Word for word, print every entry below.

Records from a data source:
______________________________

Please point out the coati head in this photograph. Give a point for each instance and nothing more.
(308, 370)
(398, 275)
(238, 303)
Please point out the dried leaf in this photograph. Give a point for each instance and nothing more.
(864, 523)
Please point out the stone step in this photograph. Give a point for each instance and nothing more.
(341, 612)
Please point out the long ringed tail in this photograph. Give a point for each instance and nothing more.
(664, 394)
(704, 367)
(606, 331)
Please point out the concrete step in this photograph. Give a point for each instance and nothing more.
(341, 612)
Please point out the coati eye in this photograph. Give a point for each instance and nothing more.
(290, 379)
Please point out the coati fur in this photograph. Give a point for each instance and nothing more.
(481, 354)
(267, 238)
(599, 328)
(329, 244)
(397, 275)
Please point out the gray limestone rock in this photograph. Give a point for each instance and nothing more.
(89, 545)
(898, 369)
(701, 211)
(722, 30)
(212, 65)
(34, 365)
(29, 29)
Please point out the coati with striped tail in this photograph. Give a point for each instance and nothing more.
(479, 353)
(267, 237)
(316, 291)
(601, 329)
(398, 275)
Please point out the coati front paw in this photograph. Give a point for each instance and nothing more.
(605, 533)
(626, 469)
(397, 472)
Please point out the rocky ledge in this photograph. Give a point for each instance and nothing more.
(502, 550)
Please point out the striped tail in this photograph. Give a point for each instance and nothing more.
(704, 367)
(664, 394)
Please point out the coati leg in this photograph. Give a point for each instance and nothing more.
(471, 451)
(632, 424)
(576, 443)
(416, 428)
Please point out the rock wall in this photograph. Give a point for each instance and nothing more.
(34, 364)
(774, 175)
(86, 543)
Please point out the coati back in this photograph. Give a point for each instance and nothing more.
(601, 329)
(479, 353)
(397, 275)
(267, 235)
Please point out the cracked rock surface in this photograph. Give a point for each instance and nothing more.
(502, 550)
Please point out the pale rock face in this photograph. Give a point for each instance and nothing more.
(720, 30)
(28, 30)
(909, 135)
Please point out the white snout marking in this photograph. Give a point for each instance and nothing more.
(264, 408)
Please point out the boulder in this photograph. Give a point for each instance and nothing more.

______________________________

Reply to the task:
Please point out the coati head in this photograph. Give a point for each instance and nothing more.
(308, 370)
(398, 275)
(238, 303)
Please point out the dried leaf in this photograph. Give a point for each instance and nothing more.
(864, 523)
Please point out the stone step in this photograph. Give a point for each instance and nothing more.
(341, 612)
Please point out the long ringed tail in this photograph. Give a point for each instance and nothing more.
(664, 394)
(704, 367)
(606, 331)
Please point out the concrete step in this photograph. Give a point for each instance and nothing more.
(341, 612)
Please point out the coati eye in this photograph. Give a point for each instance and nothing more.
(290, 379)
Please point out the coati fur in this photograph. Give a point for each instance and nothing more.
(481, 354)
(267, 238)
(599, 328)
(329, 244)
(397, 275)
Please point out the gray limestone rock in this photograph. Give a point for each instance and nothing more.
(89, 545)
(898, 369)
(701, 211)
(722, 30)
(212, 65)
(34, 365)
(29, 29)
Please point out the coati with striped tail in this photograph. Give a point for each instance and nothing more.
(479, 353)
(267, 237)
(316, 291)
(601, 329)
(398, 275)
Please point out the coati front paw in this photograph. Give a point for each instance and nothing more.
(605, 533)
(626, 469)
(397, 472)
Please point out the rocky ledge in this photograph. Give a point for each instance and nothing more.
(502, 550)
Please point out the striped tail in this photograph. Give a point for each instance and nothing more.
(704, 367)
(664, 394)
Please point out the coati leg in this photograph. Give a point for each instance and nothing more.
(471, 451)
(632, 424)
(576, 443)
(416, 428)
Please point out the rock wall in this photograph. Give a point for each instance and nothing more.
(34, 364)
(774, 175)
(86, 543)
Please point out the coati back in this photograph. Give a point for each instance and nothing more.
(601, 329)
(479, 353)
(397, 275)
(267, 235)
Please point out the cracked rock surface in this photograph. Give a point for each instance and nothing more.
(502, 550)
Please point out the pale rock face in this photograph. Give a point for each instance and nothing more.
(720, 30)
(28, 30)
(909, 135)
Please point out the white snout marking in this photograph. Give a point for each instance and nothing more.
(264, 408)
Please point out the boulder in this photograph. Give a point for each instance and nothing more.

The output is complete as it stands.